== TASK TO CARRY OUT ==
Convert every one of the rows below into a JSON array of strings, with one string per line and no blank lines.

== MATERIAL FOR THIS EXERCISE ==

- - -

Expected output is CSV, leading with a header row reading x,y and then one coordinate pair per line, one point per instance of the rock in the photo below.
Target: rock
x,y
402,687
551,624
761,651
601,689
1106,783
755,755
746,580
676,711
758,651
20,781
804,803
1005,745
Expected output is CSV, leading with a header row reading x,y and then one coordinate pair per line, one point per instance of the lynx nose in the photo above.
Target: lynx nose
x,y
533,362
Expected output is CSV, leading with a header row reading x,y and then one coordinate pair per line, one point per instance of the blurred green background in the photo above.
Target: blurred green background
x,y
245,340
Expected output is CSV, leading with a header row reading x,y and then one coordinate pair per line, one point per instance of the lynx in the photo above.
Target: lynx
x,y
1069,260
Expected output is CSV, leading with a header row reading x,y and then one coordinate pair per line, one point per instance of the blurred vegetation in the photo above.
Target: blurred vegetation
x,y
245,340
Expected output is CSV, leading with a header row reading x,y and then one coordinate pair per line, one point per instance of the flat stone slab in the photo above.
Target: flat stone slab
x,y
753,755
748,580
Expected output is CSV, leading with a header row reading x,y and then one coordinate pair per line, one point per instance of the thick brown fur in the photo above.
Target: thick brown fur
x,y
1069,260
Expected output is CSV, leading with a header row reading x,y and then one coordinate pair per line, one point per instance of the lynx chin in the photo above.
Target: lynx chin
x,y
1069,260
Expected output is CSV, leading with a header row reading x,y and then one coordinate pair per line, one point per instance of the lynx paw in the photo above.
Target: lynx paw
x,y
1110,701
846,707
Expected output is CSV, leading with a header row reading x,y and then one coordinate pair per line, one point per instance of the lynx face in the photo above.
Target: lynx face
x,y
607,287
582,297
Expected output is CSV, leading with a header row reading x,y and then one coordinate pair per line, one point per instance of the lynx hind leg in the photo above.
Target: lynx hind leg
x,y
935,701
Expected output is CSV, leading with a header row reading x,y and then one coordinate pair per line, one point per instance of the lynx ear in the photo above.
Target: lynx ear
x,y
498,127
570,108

- - -

== REPLY ==
[
  "Expected output is CSV, leading with a header row reading x,y and then one coordinate pair per line, one point per instance of the rock in the photo below.",
  "Target: rock",
  "x,y",
  "402,687",
  "551,624",
  "761,651",
  "601,689",
  "1106,783",
  "755,755",
  "746,580",
  "676,711",
  "758,651",
  "20,781",
  "804,803",
  "1005,745",
  "Expected output is CSV, leading with a header row reading x,y and then one coordinate pair per line, one point per instance of the lynx nose in the photo above.",
  "Target: lynx nose",
  "x,y",
  "533,362",
  "Expected output is CSV, leading with a header row reading x,y and then one coordinate pair per line, one point per instance of the blurred green background in the photo above.",
  "Target: blurred green background",
  "x,y",
  "245,340",
  "Expected output is CSV, leading with a header row reading x,y and then one coordinate pair per line, one point per instance of the lynx in the photo above.",
  "Target: lynx",
  "x,y",
  "1069,260",
  "Expected output is CSV, leading with a header row reading x,y and then one coordinate pair per line, one point per instance of the blurred vegetation in the photo above.",
  "Target: blurred vegetation",
  "x,y",
  "245,340",
  "Expected output is CSV, leading with a header row reading x,y and then one coordinate pair per line, one point per instance of the flat stone slab in the photo above.",
  "Target: flat stone slab",
  "x,y",
  "753,755",
  "748,580",
  "Expected output is CSV, leading with a header row reading x,y and then one coordinate pair per line, one point per instance of the thick brown fur in the photo above.",
  "Target: thick brown fur",
  "x,y",
  "1069,260",
  "Expected output is CSV, leading with a header row reading x,y and then one coordinate pair per line, one point per instance of the lynx chin in the photo above.",
  "Target: lynx chin",
  "x,y",
  "1069,260",
  "Expected output is CSV, leading with a header row reading x,y and then one coordinate pair per line, one point per instance of the lynx paw in the photo above.",
  "Target: lynx paw",
  "x,y",
  "1110,701",
  "846,707",
  "Expected output is CSV, leading with a header row reading x,y and then one coordinate pair per line, one point per instance of the lynx face in the photo above.",
  "Target: lynx face",
  "x,y",
  "607,287",
  "582,297",
  "Expected output is CSV, leading with a header row reading x,y and then one coordinate pair per line, one point per instance of the lynx hind leg in the photo above.",
  "Target: lynx hind leg",
  "x,y",
  "935,701",
  "Expected output is CSV, leading with a header row reading x,y and then one coordinate pair per line, one point per instance of the lynx ear in the photo above.",
  "Target: lynx ear",
  "x,y",
  "498,127",
  "570,108"
]